● Text passage
Segment Open

History of Childhood Trauma a Big Factor in Linkin Park Lead Singer’s Suicide

Many fans are shocked and heartbroken over the loss this week of Chester Bennington, the fierce lead singer for the rock band Linkin Park. Police say they are treating his death as a possible suicide, which would make the pain even harder to bear.There’s a famous saying, “When you have a hammer, everything looks like a nail.” That may be true. But in this case, as a clinical psychologist and researcher who specializes in trauma, I don’t think I’m overreaching in saying that his troubled past may have been a factor in his death. Chester Bennington had openly said he was a survivor of childhood sexual abuse that haunted him and, he said, contributed to his excessive use of drugs and alcohol. The singer is said to have struggled for years with alcohol and drug abuse, and has talked in the past about contemplating suicide as a result of being a victim of abuse as a child.

Bennington was molested from the age of seven until he was 13 by a friend who was a few years older than him. Previously speaking to Kerrang! magazine in 2014, the rock star explained: ‘It escalated from a touchy, curious, ‘what does this thing do’ into full-on, crazy violations. ‘I was getting beaten up and being forced to do things I didn’t want to do. It destroyed my self-confidence.  ‘I didn’t want people to think I was gay or that I was lying. It was a horrible experience.’ Chester has never identified his abuser. He also felt abandoned by his family, with his father Lee – a police detective who, coincidentally, focused on child abuse cases – working long hours and divorcing from Chester’s mother when he was 11. The trauma of his abuse plunged Bennington into a cycle of addiction, with his mother kicking him out of the house when he was 17 due to his drug use. This addiction got even worse during Chester’s career, with Linkin Park staging an intervention for him in 2016.
Survivors of childhood sexual abuse are at an increased risk of developing a wide range of medical, psychological, behavioral and sexual disorders. Indeed, a meta-analysis of published research on the effects of child sexual abuse verified the extensive and subsequent negative short- and long-term effects. For example, sexual trauma is related to psychiatric disorders, including post-traumatic stress disorder (PTSD), substance abuse and dependence, depression, anxiety and suicidal behavior. In addition, many male survivors of sexual abuse also have negative body image, revulsion to being touched or touching others, lack of confidence in their appeal and attractiveness, sexual dysfunction from low sexual desire to difficulties achieving and maintaining an erection and retarded ejaculation.

Segment Closed

● Extracted entries
Segment Open

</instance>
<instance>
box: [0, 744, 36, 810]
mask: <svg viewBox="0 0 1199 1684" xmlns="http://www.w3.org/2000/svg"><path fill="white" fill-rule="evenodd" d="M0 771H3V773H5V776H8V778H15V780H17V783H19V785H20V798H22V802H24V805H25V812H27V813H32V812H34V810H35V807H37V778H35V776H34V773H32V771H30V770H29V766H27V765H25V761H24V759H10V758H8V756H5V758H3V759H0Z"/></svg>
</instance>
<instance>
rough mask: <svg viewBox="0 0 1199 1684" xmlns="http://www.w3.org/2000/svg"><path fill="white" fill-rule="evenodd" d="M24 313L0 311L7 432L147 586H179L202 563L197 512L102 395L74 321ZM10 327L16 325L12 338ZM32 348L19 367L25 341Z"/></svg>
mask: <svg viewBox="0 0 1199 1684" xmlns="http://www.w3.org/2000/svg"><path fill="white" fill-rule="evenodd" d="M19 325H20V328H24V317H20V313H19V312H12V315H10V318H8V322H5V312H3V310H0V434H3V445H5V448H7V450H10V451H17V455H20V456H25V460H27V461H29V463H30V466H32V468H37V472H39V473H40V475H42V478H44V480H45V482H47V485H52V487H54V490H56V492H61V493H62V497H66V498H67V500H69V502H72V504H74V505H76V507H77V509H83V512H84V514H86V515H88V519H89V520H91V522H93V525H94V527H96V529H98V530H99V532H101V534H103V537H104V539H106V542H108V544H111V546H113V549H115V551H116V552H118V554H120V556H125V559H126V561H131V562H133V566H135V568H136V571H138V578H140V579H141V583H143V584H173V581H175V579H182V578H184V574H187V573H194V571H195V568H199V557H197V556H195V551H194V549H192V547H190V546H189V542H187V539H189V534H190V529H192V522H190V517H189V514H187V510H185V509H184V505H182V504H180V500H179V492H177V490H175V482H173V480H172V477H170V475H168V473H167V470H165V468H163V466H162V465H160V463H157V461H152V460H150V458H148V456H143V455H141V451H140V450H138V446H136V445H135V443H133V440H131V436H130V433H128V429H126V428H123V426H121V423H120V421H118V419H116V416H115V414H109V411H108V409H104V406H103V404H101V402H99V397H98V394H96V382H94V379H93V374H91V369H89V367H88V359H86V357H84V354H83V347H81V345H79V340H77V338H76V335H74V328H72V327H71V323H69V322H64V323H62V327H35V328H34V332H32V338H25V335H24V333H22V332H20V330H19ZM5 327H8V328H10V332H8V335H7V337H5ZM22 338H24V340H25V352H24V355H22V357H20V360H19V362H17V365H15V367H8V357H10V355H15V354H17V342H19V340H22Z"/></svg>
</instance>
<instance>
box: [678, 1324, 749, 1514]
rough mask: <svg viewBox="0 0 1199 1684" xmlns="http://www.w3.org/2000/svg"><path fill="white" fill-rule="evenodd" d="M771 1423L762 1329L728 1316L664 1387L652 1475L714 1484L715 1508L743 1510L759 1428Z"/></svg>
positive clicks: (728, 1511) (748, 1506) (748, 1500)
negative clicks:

Segment Closed

● Exercise 1
Answer these questions using the article on Chester Bennington's death:
(a) What does the author specialize in as a clinical psychologist and researcher?
(b) How old was Bennington when his father and mother divorced?
(c) What kind of study verified the short- and long-term negative effects of child sexual abuse?
● Exercise 2
Duplicate the part of the article on Chester Bennington's death from "Survivors of childhood" up to and including "and retarded ejaculation.".
● Exercise 3
Please pick up the article on Chester Bennington's death after its last sentence and continue writing it.

● Your response 1
(a) Trauma.
(b) 11.
(c) A meta-analysis of published research on the effects of child sexual abuse.

● Your response 2
Survivors of childhood sexual abuse are at an increased risk of developing a wide range of medical, psychological, behavioral and sexual disorders. Indeed, a meta-analysis of published research on the effects of child sexual abuse verified the extensive and subsequent negative short- and long-term effects. For example, sexual trauma is related to psychiatric disorders, including post-traumatic stress disorder (PTSD), substance abuse and dependence, depression, anxiety and suicidal behavior. In addition, many male survivors of sexual abuse also have negative body image, revulsion to being touched or touching others, lack of confidence in their appeal and attractiveness, sexual dysfunction from low sexual desire to difficulties achieving and maintaining an erection and retarded ejaculation.

● Your response 3
For far too long, boys and men who have been sexually abused or assaulted have been overlooked, neglected, minimized or stigmatized by society and, at times, by the health care community. It’s time for that disregard to stop. One study in the United States estimated that one in six males are sexually abused at some point during their childhood. Let’s stop and think about that for just a second. Picture all the boys and men you know, and then breathe that statistic in. That may include your father, your husband/lover, your boss, co-workers, coaches and friends. There are numerous barriers to men reporting sexual assault and getting the help they need. Internalization of socially acceptable norms and expectations for being a man, as well as knowledge-related barriers about abuse and assault, exist for these men. If you meet a male survivor or come to learn that someone you love was sexually abused or assaulted in childhood, please communicate to them that the abuse was not their fault, they didn’t ask for it to happen, and psychologically healthy adults or older children do not treat other people in that way. Tell them there is hope for their future.

Free Yourself Global 

It is imperative that children get the help and have the support that they need so that their trauma does not stay unpacked and continue to grow with them into adulthood, affecting their relationships and taking over their life. Our global domestic violence campaign “Free Yourself: Healing Families; Ending Domestic Violence”  looks at all types of abuse as well as their root causes/ factors. We recognize the way childhood trauma can continue to affect relationships later in life and the importance of  treating trauma at a young age in order to prevent a continuation of abuse. Specifically, this campaign explores the enculturation of violence through families over generations, and how does one, whether the abuser or the abused, interrupt the pattern of violence?  

More importantly, this initiative hopes to bring together all of the voices of the participants of domestic violence, including recovering abusers, victims, children, educators, support agencies and health professionals, law enforcement agencies, politicians, celebrities and social entrepreneurs who work to aid in this cause. It is in this aim that “Free Yourself” inspires us. When all stakeholders come together in a grass roots forum, we strengthen our ability to understand, address, and end the cycle of domestic abuse.